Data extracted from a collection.
----

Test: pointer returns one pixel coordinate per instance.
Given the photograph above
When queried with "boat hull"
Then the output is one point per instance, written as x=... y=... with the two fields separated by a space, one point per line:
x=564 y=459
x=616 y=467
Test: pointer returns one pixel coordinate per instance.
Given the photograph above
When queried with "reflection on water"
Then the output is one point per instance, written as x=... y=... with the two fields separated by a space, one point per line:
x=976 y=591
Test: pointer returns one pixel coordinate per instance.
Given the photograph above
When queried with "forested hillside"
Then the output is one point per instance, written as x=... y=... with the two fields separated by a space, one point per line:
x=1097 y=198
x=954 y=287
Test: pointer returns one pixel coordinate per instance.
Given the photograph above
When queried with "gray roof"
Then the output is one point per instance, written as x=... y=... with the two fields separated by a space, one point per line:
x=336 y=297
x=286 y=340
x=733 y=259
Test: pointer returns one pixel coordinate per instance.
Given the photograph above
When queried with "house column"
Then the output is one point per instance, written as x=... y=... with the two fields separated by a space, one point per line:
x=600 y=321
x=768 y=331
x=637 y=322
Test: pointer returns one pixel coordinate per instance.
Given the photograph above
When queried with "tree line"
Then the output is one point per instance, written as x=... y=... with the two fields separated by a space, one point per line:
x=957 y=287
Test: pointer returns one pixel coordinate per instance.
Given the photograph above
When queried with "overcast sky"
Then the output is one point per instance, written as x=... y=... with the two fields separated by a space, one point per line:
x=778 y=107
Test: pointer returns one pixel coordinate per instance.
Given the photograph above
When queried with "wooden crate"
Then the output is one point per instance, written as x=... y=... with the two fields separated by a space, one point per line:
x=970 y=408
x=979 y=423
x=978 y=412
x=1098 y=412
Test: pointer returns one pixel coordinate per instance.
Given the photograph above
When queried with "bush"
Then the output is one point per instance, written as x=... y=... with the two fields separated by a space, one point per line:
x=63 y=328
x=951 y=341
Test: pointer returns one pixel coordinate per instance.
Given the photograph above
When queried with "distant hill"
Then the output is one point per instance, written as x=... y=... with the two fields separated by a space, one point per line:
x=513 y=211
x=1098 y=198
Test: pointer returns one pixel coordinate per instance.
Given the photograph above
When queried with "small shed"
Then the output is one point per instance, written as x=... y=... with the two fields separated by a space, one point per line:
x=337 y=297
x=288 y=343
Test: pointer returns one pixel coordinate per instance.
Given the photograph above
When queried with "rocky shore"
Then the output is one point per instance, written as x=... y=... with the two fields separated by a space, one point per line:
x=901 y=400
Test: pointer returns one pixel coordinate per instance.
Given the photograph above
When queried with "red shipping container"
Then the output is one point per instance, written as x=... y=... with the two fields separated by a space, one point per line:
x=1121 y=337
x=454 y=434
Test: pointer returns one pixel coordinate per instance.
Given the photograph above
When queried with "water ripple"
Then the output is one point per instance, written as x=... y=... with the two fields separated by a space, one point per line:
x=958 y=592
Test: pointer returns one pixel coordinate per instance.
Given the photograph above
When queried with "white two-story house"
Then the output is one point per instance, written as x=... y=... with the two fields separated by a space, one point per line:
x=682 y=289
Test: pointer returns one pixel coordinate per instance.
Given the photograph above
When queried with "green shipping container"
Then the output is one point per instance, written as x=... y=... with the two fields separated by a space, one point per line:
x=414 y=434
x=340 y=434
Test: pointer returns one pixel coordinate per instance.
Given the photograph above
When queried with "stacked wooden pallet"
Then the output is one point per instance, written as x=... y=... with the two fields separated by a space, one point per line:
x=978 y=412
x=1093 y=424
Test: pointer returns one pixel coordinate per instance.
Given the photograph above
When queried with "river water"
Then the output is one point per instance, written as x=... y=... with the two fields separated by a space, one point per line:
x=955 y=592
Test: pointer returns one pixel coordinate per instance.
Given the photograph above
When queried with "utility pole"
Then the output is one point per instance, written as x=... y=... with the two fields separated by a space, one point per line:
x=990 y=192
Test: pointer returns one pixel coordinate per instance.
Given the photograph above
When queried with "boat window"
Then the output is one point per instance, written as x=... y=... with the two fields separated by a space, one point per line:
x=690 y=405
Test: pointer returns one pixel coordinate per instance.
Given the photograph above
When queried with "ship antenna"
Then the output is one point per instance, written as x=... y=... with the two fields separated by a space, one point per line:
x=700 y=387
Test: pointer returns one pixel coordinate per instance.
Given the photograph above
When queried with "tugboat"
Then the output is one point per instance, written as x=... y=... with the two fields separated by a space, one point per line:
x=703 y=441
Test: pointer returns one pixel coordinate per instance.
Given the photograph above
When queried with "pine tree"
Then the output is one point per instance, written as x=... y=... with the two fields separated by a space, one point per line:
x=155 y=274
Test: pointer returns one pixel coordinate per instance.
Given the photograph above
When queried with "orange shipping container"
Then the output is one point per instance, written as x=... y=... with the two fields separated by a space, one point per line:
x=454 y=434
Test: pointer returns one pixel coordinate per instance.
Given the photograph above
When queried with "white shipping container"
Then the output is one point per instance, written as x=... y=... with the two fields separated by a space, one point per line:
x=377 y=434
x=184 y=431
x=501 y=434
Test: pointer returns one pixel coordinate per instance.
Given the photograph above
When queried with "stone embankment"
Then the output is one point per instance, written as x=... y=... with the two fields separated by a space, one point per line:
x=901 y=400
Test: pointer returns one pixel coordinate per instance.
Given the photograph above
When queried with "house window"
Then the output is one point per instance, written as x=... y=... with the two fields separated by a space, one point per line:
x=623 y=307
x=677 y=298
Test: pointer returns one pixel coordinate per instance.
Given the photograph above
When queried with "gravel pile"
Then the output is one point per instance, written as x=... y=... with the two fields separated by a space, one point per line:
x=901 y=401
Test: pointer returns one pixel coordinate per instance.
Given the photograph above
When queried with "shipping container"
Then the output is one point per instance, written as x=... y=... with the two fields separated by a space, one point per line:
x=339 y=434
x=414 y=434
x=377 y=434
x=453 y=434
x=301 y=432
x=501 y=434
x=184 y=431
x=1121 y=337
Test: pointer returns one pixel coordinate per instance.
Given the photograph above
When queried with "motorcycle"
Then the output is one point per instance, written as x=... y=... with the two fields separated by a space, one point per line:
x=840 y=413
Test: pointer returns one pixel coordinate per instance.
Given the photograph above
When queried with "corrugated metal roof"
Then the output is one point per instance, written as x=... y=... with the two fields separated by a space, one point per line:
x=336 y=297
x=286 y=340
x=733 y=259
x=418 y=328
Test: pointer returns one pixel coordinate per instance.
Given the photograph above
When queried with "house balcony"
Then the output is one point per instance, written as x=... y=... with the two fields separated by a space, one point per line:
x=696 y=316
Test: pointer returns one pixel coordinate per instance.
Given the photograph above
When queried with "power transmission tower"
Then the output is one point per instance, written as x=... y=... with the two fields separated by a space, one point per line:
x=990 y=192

----

What you are asked to do.
Look through the entries above, find each line containing "tree", and copy it.

Output below.
When queried with "tree line"
When queried with "pine tree"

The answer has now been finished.